TRECHO FORNECIDO:

⁂

Congresso aumenta número de deputados, mantém isenções fiscais e blinda os mais ricos do Imposto de Renda


Pedro França/Agência Senado Enquanto pressiona por ajuste fiscal, Congresso amplia gastos e favorece super-ricos
Rodrigo Pacheco (PSD-MG)

Enquanto impõe derrotas ao governo e exige cortes de despesas, o Congresso Nacional contribui para o aumento dos gastos públicos que costuma atribuir ao Executivo. Segundo levantamento da Tendências Consultoria, encomendado por O Globo, as medidas aprovadas pelos parlamentares terão um impacto fiscal de R$ 106,9 bilhões em 2025. Para 2026, o valor sobe para R$ 123,25 bilhões.

O estudo aponta que esse aumento é resultado de projetos que ampliam despesas, impedem cortes ou mantêm benefícios fiscais. Entre os fatores estão o crescimento das emendas parlamentares, a criação de novas cadeiras na Câmara dos Deputados e o programa de renegociação de dívidas estaduais, o Propag — idealizado pelo ex-presidente do Senado, Rodrigo Pacheco (PSD-MG). Sancionado em janeiro, o Propag elimina a cobrança de juros (anteriormente fixada em 2% ao ano), mantendo apenas a correção pela inflação. A partir de 2026, estima-se que o programa custe R$ 20 bilhões ao ano.

⁂

INFORMAÇÕES FORNECIDAS:
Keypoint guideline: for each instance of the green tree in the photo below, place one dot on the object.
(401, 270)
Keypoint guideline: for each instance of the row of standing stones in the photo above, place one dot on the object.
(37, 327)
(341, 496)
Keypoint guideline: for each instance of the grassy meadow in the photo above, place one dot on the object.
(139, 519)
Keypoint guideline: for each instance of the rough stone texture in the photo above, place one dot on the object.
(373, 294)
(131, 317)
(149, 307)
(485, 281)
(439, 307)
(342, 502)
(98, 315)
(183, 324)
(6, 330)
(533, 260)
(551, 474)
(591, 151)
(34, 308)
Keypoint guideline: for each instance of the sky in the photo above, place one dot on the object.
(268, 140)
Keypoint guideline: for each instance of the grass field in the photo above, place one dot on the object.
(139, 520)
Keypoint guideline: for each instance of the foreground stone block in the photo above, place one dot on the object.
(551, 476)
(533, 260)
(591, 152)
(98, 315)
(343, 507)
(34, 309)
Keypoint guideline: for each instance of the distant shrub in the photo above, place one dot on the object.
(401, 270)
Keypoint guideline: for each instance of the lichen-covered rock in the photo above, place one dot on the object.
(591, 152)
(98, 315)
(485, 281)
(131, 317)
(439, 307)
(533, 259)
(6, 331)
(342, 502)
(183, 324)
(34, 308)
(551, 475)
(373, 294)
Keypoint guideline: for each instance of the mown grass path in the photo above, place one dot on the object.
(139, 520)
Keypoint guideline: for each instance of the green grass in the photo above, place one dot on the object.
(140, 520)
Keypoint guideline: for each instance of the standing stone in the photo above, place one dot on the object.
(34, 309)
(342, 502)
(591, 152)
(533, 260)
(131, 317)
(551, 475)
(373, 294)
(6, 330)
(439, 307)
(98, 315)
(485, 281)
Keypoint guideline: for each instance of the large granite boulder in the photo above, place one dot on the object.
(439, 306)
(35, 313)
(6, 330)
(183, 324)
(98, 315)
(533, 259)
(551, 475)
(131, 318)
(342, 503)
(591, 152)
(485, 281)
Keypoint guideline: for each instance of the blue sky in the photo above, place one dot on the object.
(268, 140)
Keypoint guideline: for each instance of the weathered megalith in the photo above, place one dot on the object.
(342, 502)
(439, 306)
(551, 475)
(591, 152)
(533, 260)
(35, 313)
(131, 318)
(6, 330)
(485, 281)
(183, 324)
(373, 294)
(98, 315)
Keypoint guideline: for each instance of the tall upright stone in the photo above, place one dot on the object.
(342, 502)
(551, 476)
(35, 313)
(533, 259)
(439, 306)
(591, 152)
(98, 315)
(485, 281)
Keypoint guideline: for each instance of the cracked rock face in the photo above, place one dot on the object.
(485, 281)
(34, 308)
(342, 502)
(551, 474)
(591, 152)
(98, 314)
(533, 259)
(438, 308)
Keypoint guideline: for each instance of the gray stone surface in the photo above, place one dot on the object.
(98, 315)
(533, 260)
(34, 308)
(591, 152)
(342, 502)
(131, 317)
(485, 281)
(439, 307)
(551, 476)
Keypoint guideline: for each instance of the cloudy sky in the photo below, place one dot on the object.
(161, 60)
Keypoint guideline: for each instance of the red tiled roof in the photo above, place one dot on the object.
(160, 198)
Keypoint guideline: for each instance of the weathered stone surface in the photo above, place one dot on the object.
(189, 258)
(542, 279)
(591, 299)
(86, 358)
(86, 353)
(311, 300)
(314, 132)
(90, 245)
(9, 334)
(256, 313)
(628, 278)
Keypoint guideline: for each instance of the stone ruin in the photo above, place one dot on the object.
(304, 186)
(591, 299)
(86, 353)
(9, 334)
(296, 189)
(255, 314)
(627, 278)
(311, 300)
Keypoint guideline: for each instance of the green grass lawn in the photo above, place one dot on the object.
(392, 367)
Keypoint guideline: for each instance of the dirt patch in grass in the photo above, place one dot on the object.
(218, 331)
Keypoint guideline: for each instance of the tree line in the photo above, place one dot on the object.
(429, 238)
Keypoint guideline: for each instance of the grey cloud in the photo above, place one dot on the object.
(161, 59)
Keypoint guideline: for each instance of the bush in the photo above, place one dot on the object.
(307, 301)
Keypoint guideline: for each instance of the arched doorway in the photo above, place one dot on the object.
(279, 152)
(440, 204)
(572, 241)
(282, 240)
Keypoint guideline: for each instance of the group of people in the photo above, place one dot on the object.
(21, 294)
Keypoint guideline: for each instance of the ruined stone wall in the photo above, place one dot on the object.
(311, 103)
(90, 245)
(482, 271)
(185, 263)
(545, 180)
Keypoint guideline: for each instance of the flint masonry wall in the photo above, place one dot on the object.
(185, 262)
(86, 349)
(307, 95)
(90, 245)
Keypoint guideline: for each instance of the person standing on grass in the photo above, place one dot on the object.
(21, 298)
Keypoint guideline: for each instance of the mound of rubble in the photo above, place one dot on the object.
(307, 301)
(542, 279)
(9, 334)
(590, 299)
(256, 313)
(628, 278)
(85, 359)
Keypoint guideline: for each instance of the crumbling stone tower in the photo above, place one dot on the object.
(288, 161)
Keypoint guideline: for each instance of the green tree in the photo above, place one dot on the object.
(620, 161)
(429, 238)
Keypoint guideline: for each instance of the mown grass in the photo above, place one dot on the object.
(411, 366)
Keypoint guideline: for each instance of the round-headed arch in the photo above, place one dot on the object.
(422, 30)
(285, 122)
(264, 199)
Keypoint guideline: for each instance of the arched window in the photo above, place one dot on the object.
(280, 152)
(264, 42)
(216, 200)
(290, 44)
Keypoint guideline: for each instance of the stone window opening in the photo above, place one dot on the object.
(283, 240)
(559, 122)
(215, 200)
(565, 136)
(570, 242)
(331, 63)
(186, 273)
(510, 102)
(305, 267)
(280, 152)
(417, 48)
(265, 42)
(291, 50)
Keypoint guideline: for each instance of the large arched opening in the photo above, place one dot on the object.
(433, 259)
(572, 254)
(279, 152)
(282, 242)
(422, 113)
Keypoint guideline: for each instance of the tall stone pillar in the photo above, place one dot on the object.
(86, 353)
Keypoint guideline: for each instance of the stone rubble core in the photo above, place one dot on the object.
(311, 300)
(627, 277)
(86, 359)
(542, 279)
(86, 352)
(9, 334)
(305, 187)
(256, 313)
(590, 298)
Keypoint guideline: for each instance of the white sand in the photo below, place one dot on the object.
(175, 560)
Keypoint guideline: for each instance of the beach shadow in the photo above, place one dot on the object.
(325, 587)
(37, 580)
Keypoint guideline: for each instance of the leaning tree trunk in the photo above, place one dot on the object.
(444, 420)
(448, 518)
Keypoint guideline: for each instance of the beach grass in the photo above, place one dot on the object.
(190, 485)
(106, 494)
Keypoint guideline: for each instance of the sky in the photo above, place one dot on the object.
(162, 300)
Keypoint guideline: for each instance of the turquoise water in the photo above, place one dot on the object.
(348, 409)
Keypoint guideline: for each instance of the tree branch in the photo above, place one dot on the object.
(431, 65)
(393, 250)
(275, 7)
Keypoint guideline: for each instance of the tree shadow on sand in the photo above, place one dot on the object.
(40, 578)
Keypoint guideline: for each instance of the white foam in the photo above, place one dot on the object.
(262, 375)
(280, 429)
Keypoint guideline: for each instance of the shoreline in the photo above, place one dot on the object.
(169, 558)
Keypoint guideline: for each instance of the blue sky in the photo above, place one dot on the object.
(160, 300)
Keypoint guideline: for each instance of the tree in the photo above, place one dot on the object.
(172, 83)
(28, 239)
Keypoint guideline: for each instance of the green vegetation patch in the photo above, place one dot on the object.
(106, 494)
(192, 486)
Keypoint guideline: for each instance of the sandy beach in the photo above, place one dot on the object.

⁂

O QUE FAZER:
1) De acordo com o trecho sobre os gastos aprovados pelo Congresso, qual será o impacto fiscal das medidas aprovadas pelos parlamentares em 2025?
2) Transcreva, do trecho sobre os gastos aprovados pelo Congresso, a parte que começa com as palavras contendo "Congresso aumenta número" e termina com "R$ 123,25 bilhões.".
3) Retome o trecho sobre os gastos aprovados pelo Congresso a partir do ponto em que ele termina.

RESPOSTAS DA ATIVIDADE:
1) R$ 106,9 bilhões.

2)
Congresso aumenta número de deputados, mantém isenções fiscais e blinda os mais ricos do Imposto de Renda


Pedro França/Agência Senado Enquanto pressiona por ajuste fiscal, Congresso amplia gastos e favorece super-ricos
Rodrigo Pacheco (PSD-MG)

Enquanto impõe derrotas ao governo e exige cortes de despesas, o Congresso Nacional contribui para o aumento dos gastos públicos que costuma atribuir ao Executivo. Segundo levantamento da Tendências Consultoria, encomendado por O Globo, as medidas aprovadas pelos parlamentares terão um impacto fiscal de R$ 106,9 bilhões em 2025. Para 2026, o valor sobe para R$ 123,25 bilhões.

3)
Supersalários, emendas e mais deputados

Um dos principais vetores do aumento de despesas são as emendas parlamentares. Hoje, elas somam R$ 62 bilhões — bem acima dos R$ 8,6 bilhões registrados em 2014. O economista Bráulio Borges, da FGV/Ibre, sugere que esse valor seja reduzido para R$ 10 bilhões, alinhando-se à prática de outros países. Para ele, o Executivo carrega um fardo desproporcional: “Temos um Legislativo empoderado e governos regionais com mais espaço no gasto total, mas, quando há problemas, recorrem à União”.

O cientista político Carlos Melo, do Insper, também critica a criação de 18 novas cadeiras na Câmara a partir de 2026. Segundo ele, além do aumento de despesas, os novos parlamentares vão reivindicar as mesmas prerrogativas dos atuais, como emendas e controle sobre o Orçamento. “Negam aumento de receita e elevam a despesa na mesma tacada”, afirmou.

Melo ainda destaca que, com os atuais valores das emendas, do fundo partidário (que chegou a R$ 1,368 bilhão em 2024) e do fundo eleitoral (R$ 5 bilhões), os parlamentares já não dependem do governo para garantir recursos. “São cinco centenas de vereadores federais. Falam em ‘governo congressual’”, completou.

Jabutis, isenções e renúncias fiscais

Apesar de não estarem no Orçamento da União, os chamados “jabutis” — dispositivos incluídos em projetos com temas diferentes — aprovados pelo Congresso em propostas do setor elétrico em junho devem gerar um custo de mais de R$ 190 bilhões para os consumidores. Para Borges, tratou-se de “um ataque especulativo do Congresso contra o Brasil”, aproveitando-se da fragilidade do governo.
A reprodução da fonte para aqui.